## Required work
What is needed is every line of the data that includes the word "below". Please copy each one.

## Supplied information
::::
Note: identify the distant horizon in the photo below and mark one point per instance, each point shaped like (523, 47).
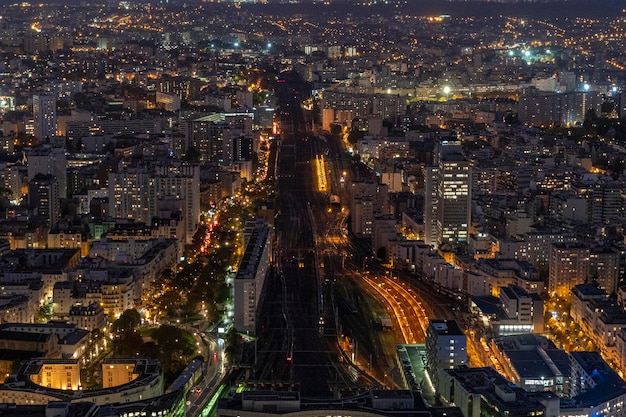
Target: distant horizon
(454, 8)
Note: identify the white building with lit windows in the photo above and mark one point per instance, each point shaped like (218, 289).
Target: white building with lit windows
(446, 347)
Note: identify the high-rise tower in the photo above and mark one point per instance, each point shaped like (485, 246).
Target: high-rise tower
(447, 199)
(45, 115)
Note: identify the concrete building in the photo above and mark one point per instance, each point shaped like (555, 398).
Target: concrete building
(569, 266)
(124, 381)
(48, 160)
(250, 278)
(446, 347)
(447, 196)
(484, 392)
(45, 116)
(141, 194)
(43, 197)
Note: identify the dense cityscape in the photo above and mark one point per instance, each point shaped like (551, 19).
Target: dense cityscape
(329, 208)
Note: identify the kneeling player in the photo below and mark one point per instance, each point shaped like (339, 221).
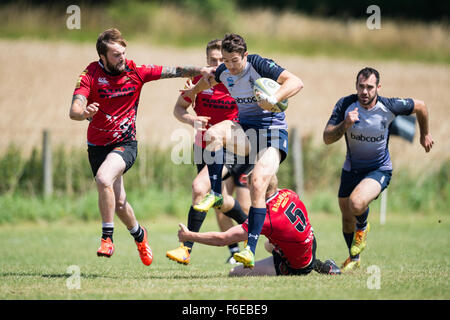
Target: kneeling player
(291, 238)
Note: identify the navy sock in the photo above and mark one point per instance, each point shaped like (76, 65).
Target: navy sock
(236, 213)
(361, 221)
(215, 170)
(195, 221)
(256, 218)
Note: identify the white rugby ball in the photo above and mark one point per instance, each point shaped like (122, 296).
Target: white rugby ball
(269, 87)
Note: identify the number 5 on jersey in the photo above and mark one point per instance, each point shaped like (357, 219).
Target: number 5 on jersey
(292, 216)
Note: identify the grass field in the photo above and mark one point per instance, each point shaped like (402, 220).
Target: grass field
(411, 251)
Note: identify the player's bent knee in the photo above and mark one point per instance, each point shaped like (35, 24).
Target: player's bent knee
(103, 181)
(357, 205)
(199, 189)
(121, 206)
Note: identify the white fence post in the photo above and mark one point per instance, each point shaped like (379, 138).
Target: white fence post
(383, 207)
(47, 164)
(298, 161)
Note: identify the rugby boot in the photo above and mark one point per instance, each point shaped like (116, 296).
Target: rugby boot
(145, 252)
(327, 267)
(246, 257)
(210, 200)
(350, 265)
(359, 241)
(106, 248)
(180, 255)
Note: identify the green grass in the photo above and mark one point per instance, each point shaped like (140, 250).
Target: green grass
(412, 252)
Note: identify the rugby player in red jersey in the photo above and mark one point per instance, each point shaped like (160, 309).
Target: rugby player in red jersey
(212, 106)
(107, 94)
(290, 236)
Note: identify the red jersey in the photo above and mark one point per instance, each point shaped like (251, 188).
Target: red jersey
(287, 227)
(216, 103)
(118, 99)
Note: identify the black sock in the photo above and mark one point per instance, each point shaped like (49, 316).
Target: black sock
(236, 213)
(361, 221)
(348, 239)
(195, 221)
(256, 219)
(138, 235)
(215, 170)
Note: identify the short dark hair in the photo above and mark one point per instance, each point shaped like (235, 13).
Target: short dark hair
(215, 44)
(111, 35)
(234, 43)
(367, 72)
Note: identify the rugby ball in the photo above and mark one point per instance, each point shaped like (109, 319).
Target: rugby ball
(269, 87)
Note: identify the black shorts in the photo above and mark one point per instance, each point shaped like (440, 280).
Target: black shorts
(282, 267)
(261, 139)
(127, 150)
(237, 167)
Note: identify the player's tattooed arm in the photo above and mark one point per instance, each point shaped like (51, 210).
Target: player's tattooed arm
(185, 72)
(78, 109)
(180, 72)
(333, 133)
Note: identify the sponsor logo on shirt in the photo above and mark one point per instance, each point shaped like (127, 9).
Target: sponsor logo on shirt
(246, 100)
(230, 82)
(103, 81)
(361, 137)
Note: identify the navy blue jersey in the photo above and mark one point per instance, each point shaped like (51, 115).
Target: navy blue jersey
(241, 89)
(367, 140)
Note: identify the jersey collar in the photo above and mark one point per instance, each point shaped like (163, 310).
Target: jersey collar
(272, 196)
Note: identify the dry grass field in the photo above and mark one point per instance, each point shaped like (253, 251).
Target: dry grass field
(38, 79)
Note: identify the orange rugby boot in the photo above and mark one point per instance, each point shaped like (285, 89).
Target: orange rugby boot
(106, 248)
(145, 252)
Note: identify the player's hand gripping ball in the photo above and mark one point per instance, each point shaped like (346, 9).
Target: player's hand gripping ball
(265, 89)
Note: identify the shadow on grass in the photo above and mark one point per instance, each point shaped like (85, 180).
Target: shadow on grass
(53, 275)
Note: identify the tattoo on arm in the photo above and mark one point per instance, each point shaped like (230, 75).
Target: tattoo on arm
(179, 72)
(81, 98)
(334, 133)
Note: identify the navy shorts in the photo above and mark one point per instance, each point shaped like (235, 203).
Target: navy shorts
(282, 267)
(127, 150)
(350, 179)
(237, 166)
(261, 139)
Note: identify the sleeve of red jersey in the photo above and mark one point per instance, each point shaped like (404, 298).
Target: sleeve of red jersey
(83, 85)
(266, 226)
(149, 72)
(194, 81)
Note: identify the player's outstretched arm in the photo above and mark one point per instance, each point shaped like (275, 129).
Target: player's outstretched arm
(290, 85)
(421, 111)
(78, 109)
(180, 112)
(232, 235)
(185, 72)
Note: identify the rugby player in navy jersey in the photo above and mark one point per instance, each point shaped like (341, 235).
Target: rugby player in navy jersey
(363, 119)
(260, 133)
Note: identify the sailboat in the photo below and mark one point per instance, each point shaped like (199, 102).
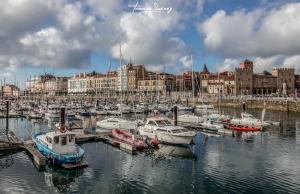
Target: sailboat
(59, 145)
(191, 118)
(114, 122)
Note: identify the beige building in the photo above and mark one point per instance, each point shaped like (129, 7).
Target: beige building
(10, 90)
(135, 73)
(37, 84)
(81, 83)
(103, 83)
(151, 85)
(222, 83)
(204, 76)
(285, 80)
(244, 78)
(264, 83)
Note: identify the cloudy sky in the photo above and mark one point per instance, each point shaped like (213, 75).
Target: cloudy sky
(68, 36)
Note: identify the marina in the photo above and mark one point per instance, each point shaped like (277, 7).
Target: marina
(206, 164)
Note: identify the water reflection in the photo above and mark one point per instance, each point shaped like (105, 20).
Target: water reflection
(184, 152)
(6, 160)
(269, 164)
(61, 179)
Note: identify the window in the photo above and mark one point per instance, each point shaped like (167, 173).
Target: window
(49, 140)
(71, 137)
(56, 140)
(151, 123)
(63, 140)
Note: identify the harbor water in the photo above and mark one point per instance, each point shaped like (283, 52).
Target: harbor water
(269, 164)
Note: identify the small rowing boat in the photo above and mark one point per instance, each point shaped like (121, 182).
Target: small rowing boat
(127, 137)
(243, 128)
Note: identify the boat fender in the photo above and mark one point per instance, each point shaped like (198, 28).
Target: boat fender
(63, 129)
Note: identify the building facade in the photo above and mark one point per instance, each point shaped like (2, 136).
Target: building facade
(285, 80)
(244, 78)
(122, 79)
(36, 84)
(104, 83)
(10, 90)
(221, 83)
(78, 84)
(204, 77)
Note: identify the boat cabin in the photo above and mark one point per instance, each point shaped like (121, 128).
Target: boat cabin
(159, 121)
(62, 143)
(247, 116)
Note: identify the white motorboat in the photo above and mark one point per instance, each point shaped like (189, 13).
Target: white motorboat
(205, 106)
(163, 129)
(249, 120)
(189, 118)
(124, 108)
(59, 146)
(209, 125)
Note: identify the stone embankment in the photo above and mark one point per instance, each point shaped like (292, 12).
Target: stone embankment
(277, 105)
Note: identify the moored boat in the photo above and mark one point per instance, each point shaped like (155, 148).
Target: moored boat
(127, 137)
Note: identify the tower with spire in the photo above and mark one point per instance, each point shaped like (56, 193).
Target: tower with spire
(204, 76)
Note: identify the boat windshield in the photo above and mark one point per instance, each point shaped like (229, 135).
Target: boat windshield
(163, 122)
(248, 116)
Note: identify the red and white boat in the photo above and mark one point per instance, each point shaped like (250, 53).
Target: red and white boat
(127, 137)
(243, 128)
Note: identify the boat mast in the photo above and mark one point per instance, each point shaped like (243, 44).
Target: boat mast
(193, 84)
(121, 81)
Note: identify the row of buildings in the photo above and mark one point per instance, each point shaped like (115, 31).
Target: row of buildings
(243, 81)
(137, 79)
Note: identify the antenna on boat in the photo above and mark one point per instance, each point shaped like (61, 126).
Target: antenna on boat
(62, 127)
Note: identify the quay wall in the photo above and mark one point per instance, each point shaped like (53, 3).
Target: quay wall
(287, 106)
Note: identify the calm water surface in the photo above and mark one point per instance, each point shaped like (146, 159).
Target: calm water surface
(270, 164)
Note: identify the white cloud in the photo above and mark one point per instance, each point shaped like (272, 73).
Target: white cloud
(65, 33)
(268, 36)
(148, 36)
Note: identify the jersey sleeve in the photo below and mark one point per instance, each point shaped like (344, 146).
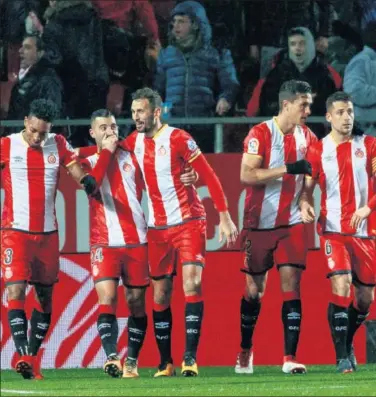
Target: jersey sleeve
(254, 143)
(3, 150)
(66, 153)
(186, 146)
(314, 159)
(373, 156)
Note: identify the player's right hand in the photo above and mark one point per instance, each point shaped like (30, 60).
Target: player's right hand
(299, 167)
(307, 213)
(109, 142)
(227, 229)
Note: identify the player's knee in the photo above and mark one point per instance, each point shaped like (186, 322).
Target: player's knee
(107, 299)
(253, 291)
(136, 301)
(16, 292)
(192, 286)
(162, 297)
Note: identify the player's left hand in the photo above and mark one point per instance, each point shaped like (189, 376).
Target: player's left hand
(359, 216)
(222, 106)
(190, 176)
(227, 229)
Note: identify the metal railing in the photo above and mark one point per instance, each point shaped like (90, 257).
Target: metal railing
(218, 123)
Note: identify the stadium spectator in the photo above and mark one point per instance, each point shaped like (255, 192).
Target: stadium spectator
(299, 62)
(176, 227)
(368, 12)
(188, 70)
(74, 46)
(347, 224)
(30, 163)
(360, 81)
(273, 168)
(268, 22)
(35, 80)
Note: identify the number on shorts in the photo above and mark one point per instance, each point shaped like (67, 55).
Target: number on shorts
(98, 255)
(328, 248)
(8, 256)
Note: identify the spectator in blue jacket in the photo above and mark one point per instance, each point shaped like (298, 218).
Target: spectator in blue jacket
(360, 81)
(196, 78)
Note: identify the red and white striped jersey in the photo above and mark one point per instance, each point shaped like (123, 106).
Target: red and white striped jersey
(162, 160)
(30, 178)
(275, 204)
(344, 173)
(116, 217)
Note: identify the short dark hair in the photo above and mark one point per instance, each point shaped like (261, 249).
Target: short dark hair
(295, 31)
(338, 96)
(100, 113)
(44, 109)
(152, 96)
(290, 89)
(38, 40)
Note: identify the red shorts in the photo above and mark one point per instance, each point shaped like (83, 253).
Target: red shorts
(348, 254)
(286, 246)
(29, 257)
(183, 244)
(111, 263)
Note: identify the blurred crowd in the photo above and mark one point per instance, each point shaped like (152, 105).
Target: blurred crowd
(205, 57)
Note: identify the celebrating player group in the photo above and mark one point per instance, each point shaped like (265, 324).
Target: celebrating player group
(282, 163)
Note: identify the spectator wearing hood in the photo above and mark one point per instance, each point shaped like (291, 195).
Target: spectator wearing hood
(35, 80)
(196, 78)
(74, 46)
(360, 81)
(299, 62)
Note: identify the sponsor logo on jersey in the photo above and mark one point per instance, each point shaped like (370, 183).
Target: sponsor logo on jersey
(51, 158)
(359, 153)
(162, 151)
(192, 145)
(253, 146)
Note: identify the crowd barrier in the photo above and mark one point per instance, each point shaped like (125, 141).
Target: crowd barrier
(218, 123)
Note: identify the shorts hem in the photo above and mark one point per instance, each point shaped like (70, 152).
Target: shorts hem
(164, 276)
(256, 273)
(357, 281)
(15, 282)
(38, 283)
(338, 272)
(106, 279)
(136, 286)
(295, 265)
(193, 263)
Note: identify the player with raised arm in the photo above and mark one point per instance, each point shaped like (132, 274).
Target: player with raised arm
(30, 164)
(273, 167)
(344, 166)
(176, 225)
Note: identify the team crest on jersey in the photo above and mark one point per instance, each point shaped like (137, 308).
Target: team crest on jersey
(192, 145)
(127, 167)
(359, 153)
(331, 263)
(51, 158)
(8, 273)
(303, 150)
(253, 146)
(95, 270)
(162, 151)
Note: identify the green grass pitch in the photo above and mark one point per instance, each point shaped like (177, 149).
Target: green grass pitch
(212, 381)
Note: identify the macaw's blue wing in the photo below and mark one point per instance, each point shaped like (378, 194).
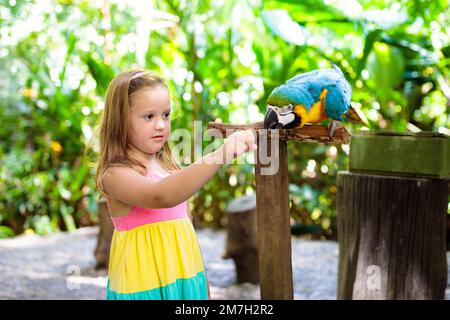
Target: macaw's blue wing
(286, 94)
(337, 101)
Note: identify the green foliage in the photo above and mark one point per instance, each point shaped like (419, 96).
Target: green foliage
(58, 58)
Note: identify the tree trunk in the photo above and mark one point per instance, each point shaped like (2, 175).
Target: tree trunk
(391, 234)
(104, 236)
(242, 244)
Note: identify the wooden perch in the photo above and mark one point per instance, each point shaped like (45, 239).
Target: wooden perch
(309, 133)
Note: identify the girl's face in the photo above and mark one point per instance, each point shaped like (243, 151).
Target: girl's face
(149, 117)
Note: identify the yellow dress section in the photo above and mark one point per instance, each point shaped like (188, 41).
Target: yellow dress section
(154, 256)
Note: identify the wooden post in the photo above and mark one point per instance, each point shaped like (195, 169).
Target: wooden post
(242, 243)
(392, 217)
(274, 230)
(272, 202)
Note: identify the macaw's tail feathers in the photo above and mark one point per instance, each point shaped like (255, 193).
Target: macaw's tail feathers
(355, 115)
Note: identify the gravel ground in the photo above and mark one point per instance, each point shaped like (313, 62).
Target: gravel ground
(61, 266)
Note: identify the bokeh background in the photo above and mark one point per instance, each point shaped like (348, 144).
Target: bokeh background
(221, 59)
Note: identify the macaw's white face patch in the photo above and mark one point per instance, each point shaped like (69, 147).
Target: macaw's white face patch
(286, 118)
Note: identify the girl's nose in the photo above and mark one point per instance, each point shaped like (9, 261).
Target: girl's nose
(160, 124)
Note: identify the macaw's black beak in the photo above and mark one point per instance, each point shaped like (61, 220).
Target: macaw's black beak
(271, 119)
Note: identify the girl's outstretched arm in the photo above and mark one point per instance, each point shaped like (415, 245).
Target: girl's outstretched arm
(130, 187)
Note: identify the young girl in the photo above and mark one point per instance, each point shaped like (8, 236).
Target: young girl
(154, 249)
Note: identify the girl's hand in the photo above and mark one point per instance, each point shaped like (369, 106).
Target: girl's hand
(238, 143)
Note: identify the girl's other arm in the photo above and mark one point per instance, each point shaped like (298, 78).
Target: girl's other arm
(128, 186)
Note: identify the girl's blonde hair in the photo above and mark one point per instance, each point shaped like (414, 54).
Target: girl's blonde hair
(113, 127)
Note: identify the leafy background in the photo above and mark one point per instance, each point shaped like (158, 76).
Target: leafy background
(221, 60)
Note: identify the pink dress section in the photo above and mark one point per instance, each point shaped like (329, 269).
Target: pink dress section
(141, 216)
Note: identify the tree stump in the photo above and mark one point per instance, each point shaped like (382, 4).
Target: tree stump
(104, 236)
(242, 244)
(392, 217)
(273, 219)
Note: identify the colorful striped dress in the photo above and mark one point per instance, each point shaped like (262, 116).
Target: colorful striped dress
(155, 255)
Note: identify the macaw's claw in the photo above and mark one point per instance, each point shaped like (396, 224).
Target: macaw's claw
(331, 128)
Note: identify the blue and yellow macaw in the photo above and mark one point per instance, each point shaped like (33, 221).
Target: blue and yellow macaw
(311, 97)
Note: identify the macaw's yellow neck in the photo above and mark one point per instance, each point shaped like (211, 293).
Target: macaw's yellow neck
(315, 114)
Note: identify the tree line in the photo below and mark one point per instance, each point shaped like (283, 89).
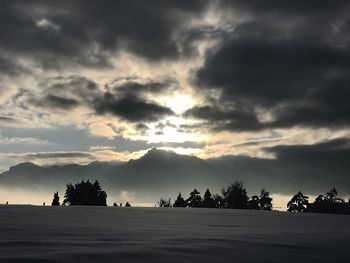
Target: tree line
(234, 196)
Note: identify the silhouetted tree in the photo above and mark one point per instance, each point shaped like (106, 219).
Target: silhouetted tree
(179, 202)
(218, 201)
(329, 203)
(265, 200)
(235, 196)
(56, 199)
(164, 203)
(85, 193)
(195, 200)
(254, 203)
(298, 203)
(208, 200)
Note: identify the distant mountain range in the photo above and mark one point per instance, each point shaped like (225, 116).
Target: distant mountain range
(163, 173)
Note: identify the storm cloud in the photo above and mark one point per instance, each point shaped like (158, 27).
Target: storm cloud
(85, 32)
(282, 61)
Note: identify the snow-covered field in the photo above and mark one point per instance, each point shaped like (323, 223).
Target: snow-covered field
(110, 234)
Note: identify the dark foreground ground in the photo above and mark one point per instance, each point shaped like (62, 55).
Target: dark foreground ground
(109, 234)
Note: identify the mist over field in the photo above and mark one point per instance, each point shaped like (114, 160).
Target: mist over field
(163, 174)
(108, 234)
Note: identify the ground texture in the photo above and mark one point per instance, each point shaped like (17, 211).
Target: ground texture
(109, 234)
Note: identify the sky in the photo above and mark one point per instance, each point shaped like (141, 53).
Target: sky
(84, 81)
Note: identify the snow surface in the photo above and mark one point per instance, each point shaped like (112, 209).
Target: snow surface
(111, 234)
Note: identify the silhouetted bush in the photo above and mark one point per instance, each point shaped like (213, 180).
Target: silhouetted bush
(164, 203)
(85, 193)
(329, 203)
(180, 202)
(235, 196)
(298, 203)
(195, 200)
(56, 199)
(261, 202)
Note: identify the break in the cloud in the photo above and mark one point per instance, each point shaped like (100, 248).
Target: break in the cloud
(109, 80)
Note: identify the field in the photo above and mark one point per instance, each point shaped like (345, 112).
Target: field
(109, 234)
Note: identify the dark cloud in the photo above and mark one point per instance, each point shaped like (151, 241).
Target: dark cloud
(53, 101)
(8, 67)
(7, 119)
(127, 100)
(53, 155)
(85, 32)
(139, 87)
(294, 70)
(225, 119)
(62, 93)
(131, 108)
(334, 154)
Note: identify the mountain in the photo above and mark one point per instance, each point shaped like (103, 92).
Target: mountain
(161, 173)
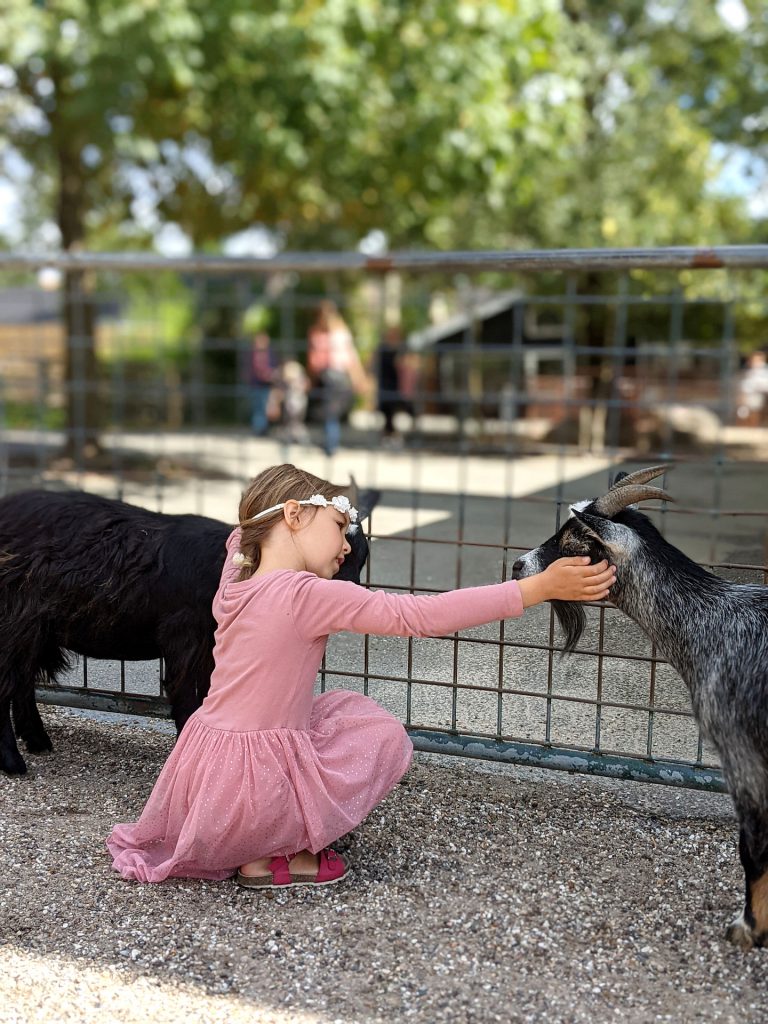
::::
## Reply
Note: identify the distant horizon in the photo below and mark one point per instance, each point shaped like (523, 47).
Note: identify the kneeling player in the photo below and mark one point per instance, each point shaped like (339, 221).
Note: identify the sailboat in the photo below and mark one point per instance, each point shaped like (199, 102).
Note: identify the jersey sleeve in the photo below and mark one point per instance, each point shaped like (344, 146).
Note: identify the macaw's blue wing in the photo below and mark one point per instance, each point shaped like (378, 194).
Note: identify the tree line in the photo below and mark one point per instance, each point shaped like (283, 89).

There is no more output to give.